| EXERCISE GOAL |
Write the next part of the text about Azusa High School, picking up right after its last sentence.
━━ TEXT SHOWN
Azusa High School is a public high school in Azusa, California, United States, a city east of Los Angeles and east of the San Gabriel Valley. It is one of the three high schools in the Azusa Unified School District.
In addition to offering multiple Advanced Placement courses. Azusa High School is currently an IB (International Baccalaureate) school. Alumni of the school have graduated from prestigious undergraduate institutions like Yale University, Stanford University, Amherst College, University of California, Berkeley, University of Southern California, University of California, Los Angeles, University of California, San Diego etc.

Academics
As of 2022, Azusa High School operates on an 8:00 a.m. to 3:20 p.m. schedule. The only exception is on Wednesday where school ends at 2:30 as every Wednesday is a minimum day.
━━━━
━━ DATA EXTRACT
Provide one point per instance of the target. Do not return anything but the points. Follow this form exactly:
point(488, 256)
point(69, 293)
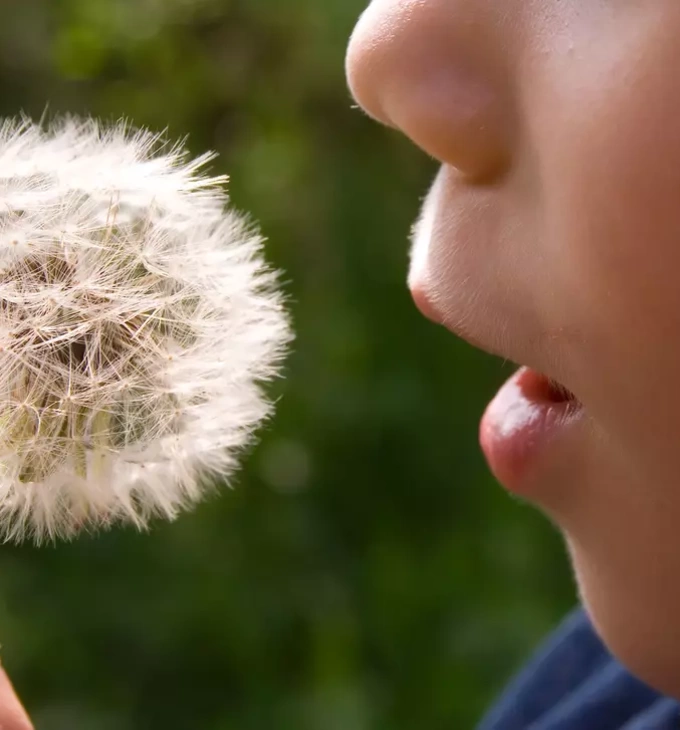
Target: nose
point(435, 69)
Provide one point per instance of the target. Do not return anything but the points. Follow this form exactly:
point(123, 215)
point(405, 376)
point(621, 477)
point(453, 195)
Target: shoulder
point(573, 683)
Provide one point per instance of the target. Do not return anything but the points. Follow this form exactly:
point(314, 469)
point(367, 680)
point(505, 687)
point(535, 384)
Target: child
point(551, 237)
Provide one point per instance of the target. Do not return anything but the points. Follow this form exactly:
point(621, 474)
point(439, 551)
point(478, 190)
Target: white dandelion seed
point(138, 323)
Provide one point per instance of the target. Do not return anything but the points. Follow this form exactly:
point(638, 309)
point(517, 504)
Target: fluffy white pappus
point(138, 324)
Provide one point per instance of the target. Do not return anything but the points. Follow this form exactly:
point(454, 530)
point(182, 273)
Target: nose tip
point(427, 68)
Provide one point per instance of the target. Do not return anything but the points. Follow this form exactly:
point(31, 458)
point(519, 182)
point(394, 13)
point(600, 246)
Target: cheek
point(611, 181)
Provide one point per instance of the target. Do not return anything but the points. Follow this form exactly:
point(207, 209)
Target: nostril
point(411, 66)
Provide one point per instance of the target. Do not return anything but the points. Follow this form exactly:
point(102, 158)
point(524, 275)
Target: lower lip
point(525, 425)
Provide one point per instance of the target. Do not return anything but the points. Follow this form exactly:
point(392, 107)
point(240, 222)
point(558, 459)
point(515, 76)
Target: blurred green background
point(366, 573)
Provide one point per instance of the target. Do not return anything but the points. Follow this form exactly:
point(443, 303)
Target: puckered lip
point(525, 356)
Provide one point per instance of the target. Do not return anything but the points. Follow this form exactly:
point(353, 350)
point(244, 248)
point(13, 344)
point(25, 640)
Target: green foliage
point(366, 573)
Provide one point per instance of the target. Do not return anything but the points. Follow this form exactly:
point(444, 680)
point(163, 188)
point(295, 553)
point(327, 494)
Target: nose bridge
point(434, 69)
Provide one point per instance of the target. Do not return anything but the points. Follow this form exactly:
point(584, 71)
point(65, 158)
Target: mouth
point(526, 427)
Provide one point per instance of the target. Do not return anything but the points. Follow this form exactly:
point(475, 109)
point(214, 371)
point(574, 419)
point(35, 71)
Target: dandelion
point(138, 324)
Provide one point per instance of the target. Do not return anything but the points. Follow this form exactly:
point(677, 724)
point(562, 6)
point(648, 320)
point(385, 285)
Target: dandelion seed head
point(138, 324)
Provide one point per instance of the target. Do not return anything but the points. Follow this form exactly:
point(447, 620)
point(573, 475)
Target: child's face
point(552, 237)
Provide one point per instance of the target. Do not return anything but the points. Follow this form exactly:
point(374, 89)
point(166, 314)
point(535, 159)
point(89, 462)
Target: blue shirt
point(573, 683)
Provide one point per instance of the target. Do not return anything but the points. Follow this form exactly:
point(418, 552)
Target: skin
point(551, 236)
point(12, 714)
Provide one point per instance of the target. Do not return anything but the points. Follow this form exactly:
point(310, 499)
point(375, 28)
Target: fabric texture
point(573, 683)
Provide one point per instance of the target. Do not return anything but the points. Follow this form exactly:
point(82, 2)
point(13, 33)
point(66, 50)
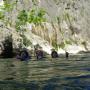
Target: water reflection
point(47, 74)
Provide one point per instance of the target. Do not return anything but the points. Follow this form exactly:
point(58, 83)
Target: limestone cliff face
point(67, 20)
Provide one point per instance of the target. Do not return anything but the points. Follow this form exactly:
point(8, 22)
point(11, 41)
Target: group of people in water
point(38, 53)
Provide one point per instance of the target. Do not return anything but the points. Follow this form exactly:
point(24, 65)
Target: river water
point(47, 74)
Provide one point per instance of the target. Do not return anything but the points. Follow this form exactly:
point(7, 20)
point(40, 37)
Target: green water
point(47, 74)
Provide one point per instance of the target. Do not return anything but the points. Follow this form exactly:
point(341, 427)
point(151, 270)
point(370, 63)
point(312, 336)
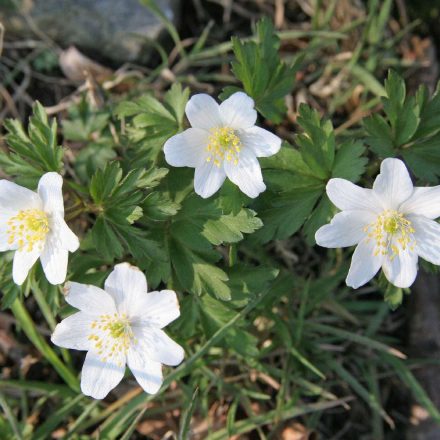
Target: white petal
point(15, 197)
point(5, 216)
point(158, 308)
point(49, 189)
point(203, 112)
point(345, 229)
point(99, 378)
point(424, 201)
point(345, 195)
point(427, 238)
point(54, 262)
point(246, 174)
point(238, 111)
point(23, 261)
point(393, 185)
point(187, 149)
point(73, 332)
point(364, 264)
point(68, 240)
point(262, 142)
point(148, 373)
point(127, 285)
point(89, 299)
point(208, 178)
point(402, 269)
point(157, 345)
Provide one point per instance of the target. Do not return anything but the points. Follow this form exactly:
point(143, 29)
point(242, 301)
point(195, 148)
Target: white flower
point(392, 225)
point(223, 141)
point(32, 224)
point(121, 324)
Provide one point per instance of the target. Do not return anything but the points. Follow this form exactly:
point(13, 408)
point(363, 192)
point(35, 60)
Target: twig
point(2, 33)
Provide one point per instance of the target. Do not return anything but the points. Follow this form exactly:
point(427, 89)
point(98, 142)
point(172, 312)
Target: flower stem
point(31, 332)
point(44, 306)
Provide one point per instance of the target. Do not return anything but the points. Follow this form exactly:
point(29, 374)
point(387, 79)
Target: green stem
point(44, 306)
point(31, 332)
point(10, 416)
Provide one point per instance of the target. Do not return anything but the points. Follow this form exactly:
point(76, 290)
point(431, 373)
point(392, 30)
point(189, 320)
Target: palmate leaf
point(265, 77)
point(151, 123)
point(296, 179)
point(118, 201)
point(33, 151)
point(194, 230)
point(410, 128)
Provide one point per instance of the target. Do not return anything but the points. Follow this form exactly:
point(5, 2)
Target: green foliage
point(116, 205)
point(265, 324)
point(153, 122)
point(297, 179)
point(409, 129)
point(34, 151)
point(265, 77)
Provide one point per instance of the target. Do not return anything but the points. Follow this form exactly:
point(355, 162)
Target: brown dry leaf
point(26, 363)
point(152, 428)
point(296, 431)
point(77, 67)
point(59, 433)
point(418, 415)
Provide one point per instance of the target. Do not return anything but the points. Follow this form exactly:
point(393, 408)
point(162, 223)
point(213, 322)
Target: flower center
point(27, 229)
point(392, 233)
point(224, 144)
point(112, 336)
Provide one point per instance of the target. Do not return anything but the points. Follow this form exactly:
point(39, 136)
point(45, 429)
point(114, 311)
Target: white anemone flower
point(223, 141)
point(391, 224)
point(117, 326)
point(32, 224)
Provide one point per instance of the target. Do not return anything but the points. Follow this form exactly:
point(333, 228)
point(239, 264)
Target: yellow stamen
point(224, 144)
point(392, 233)
point(112, 336)
point(28, 229)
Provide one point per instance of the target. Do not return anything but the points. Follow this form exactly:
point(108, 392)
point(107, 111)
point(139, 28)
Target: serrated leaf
point(349, 163)
point(34, 151)
point(265, 77)
point(230, 228)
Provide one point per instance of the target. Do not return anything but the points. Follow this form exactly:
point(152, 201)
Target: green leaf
point(393, 296)
point(150, 123)
point(32, 152)
point(349, 161)
point(105, 239)
point(317, 143)
point(230, 228)
point(287, 214)
point(265, 77)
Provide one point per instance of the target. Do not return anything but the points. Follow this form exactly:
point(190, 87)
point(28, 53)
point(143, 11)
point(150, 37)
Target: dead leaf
━━━━
| RIGHT ANSWER |
Enrollment
Azusa High School has had an enrollment of about 1,416 students in 2011–2012 school year. Azusa High School is integrated in the school years of 2011–2012 with, 0.2% American Indian/Alaska Native, 1.1% Asian, 0.3% Native Hawaiian/Pacific Islander, 1.7% Filipino, 90.6% Hispanic, 1.0% Black, and 4.4% White.

Athletics
Currently, Azusa High School offers its students 13 sport teams. All Sports Teams are associated with the Montview League. These sports include:
 Baseball
 Softball
 Basketball
 Golf
 Football
 Wrestling
 Volleyball
 Track & Field
 Soccer
 Cross Country
 Tennis
 Badminton
 Swim.

Aztec Band and Pageantry Corps

The Azusa High School Aztec Band & Pageantry Corps is under the direction of Band Director Douglas McKenna. The Aztec Band is associated with the Southern California School Band and Orchestra Association (SCSBOA).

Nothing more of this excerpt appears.